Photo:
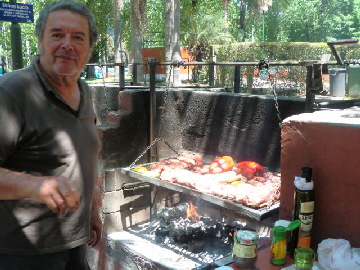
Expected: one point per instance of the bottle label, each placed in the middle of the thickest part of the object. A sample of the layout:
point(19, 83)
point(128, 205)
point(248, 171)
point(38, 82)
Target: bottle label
point(307, 207)
point(306, 216)
point(278, 249)
point(306, 222)
point(244, 251)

* [Set task] Reproduce every line of the items above verbatim, omitting the pictures.

* [Solution below]
Photo:
Expected: one point per instance of the bottle label, each placed in the middle of the thickest part of the object. A sample of the layout:
point(19, 83)
point(128, 205)
point(248, 171)
point(38, 82)
Target: bottle label
point(307, 207)
point(306, 216)
point(278, 249)
point(306, 222)
point(244, 251)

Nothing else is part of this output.